**PROVIDED PASSAGE:**
Islamabad February 6 2023: Pakistan is facing its worst set of challenges in its modern history. Riven with political incompetence, an economy that is on the brink and devastation wrought by climate change, the country last week suffered a terrorist attack that left 100 dead. A stark set of choices faces Pakistan, and its creditors in the west and in China, none of whom are served by further instability in a nuclear-armed power on a geopolitical faultline.
The country’s political and military elites have presided over decades of dysfunction, corruption and woeful governance. While the main political parties interminably slug it out there is little to differentiate them on policy. Elections this year will probably be exploited as an opportunity for a fresh round of toxic squabbling, rather than substantive efforts to improve Pakistan’s fate. If they travelled outside the bubble of Islamabad they would find people with little faith that the ruling class will do anything effective to alleviate their misery. Politicians need to start putting the people, not their parties, first.
As it is, Pakistan risks following Sri Lanka into default, where food and medicine have been in short supply. But with a population ten times that of Sri Lanka, a nuclear arsenal, a military with a history of meddling, and extremist Islamists who are displaying their bloodthirsty fanaticism once more, default is a situation international creditors and multilateral institutions must help Pakistan avoid.
The figures are stark: the country’s foreign exchange reserves dwindled to just $3.7bn late last month, equivalent to just three weeks’ of imports. That compares to total public debt of $270bn, around 79 per cent of GDP. Just keeping the lights on is seemingly tough: the country has faced blackouts.

**PROVIDED INFORMATION:**
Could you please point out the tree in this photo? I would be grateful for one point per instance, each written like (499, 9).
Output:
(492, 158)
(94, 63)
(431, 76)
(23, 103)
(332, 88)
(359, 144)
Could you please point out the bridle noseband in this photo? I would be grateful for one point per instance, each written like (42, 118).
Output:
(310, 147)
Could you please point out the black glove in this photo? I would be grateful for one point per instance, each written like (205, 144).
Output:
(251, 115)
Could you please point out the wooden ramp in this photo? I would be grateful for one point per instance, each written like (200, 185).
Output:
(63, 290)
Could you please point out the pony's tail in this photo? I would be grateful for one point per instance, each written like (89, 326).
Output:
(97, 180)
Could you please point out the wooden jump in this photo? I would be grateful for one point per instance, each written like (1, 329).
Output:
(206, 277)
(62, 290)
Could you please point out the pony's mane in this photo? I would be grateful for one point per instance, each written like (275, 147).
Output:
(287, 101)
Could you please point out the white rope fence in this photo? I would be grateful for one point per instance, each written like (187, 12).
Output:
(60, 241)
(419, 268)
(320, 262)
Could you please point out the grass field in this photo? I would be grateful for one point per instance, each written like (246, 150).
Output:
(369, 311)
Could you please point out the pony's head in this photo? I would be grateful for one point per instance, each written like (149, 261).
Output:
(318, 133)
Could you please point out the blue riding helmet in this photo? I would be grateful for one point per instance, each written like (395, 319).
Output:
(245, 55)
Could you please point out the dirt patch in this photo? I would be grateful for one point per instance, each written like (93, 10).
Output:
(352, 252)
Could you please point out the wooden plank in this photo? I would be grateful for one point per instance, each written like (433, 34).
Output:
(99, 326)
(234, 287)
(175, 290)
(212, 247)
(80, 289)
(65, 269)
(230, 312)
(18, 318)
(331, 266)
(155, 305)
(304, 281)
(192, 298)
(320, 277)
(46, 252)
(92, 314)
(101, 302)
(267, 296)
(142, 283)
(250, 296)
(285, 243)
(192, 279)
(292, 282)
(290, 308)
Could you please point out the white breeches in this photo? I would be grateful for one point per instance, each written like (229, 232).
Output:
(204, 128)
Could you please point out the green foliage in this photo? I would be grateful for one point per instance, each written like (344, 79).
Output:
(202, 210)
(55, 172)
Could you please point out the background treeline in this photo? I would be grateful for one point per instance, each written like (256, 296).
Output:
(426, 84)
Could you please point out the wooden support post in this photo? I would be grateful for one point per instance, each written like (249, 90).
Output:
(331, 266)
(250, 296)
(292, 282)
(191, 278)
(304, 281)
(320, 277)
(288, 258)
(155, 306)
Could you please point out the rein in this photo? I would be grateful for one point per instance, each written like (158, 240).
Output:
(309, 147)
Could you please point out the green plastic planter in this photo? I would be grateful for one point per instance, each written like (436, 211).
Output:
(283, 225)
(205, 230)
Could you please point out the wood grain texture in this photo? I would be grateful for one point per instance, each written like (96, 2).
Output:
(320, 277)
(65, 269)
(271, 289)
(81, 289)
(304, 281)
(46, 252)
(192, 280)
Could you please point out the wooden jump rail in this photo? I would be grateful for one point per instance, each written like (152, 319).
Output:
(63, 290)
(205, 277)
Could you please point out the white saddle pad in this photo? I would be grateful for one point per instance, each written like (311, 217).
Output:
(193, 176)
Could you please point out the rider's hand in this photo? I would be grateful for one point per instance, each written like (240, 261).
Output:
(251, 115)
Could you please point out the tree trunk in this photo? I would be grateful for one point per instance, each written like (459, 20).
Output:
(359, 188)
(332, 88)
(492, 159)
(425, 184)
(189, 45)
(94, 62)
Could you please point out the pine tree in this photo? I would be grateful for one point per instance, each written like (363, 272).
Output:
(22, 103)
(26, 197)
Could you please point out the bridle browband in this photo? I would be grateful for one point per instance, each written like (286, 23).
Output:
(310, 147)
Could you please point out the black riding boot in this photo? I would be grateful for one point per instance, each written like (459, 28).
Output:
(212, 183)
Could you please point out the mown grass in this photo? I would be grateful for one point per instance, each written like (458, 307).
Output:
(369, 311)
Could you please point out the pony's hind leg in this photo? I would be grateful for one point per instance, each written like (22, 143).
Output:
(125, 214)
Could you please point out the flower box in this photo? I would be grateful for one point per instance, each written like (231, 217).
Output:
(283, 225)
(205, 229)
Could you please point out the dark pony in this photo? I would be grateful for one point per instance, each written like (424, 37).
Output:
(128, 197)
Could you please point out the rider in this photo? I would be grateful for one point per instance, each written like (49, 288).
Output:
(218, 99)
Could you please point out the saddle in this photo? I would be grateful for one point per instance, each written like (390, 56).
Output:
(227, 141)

**WHAT YOU NEED TO DO:**
• A. Answer these questions using the passage on Pakistan's crisis:
(i) How many people died in the terrorist attack Pakistan suffered last week?
(ii) How does Pakistan's population compare with Sri Lanka's?
(iii) To what level had Pakistan's foreign exchange reserves fallen late last month?
• B. Write the next paragraph of the passage on Pakistan's crisis, picking up after its final sentence.

**RESPONSES:**
• A.
(i) 100 people died.
(ii) Pakistan's population is ten times that of Sri Lanka.
(iii) The reserves had fallen to $3.7bn, equivalent to three weeks of imports.

• B.
On top of this, Pakistan suffered flooding last year that caused $30bn of damage and affected tens of millions of people. International lenders agreed a support package of $9bn last month but there is little clarity as to how and when it will reach the people who need it. That needs to be determined, urgently.
Inflation, the impact of Russia’s war in Ukraine on food and energy prices, and of course, mismanagement, have all played their part to get to this point. An IMF mission is currently in Pakistan to try to unlock a $7bn support package first agreed in 2019. The rupee fell to record lows recently after the authorities, in a bid to meet IMF conditions, abandoned exchange controls that were artificially supporting the currency. But even if another $1bn or so is unfrozen, this is a sticking plaster. Unpalatable as it is, what is needed is magnitudes higher if Pakistan is to avoid default.
But it is not just up to the IMF to provide this. Pakistan’s biggest bilateral creditor is China, which holds about $30bn of its total debt, not including the $1.1bn owed to independent Chinese power producers for electricity purchases. Beijing rejects any suggestion that its lending creates a “debt trap” for emerging markets. In which case, China should have no problem with abiding by a broad principle of parity with other international creditors, agreeing to loan repayments on close to equal terms with multilateral institutions and taking similar haircuts on repayments.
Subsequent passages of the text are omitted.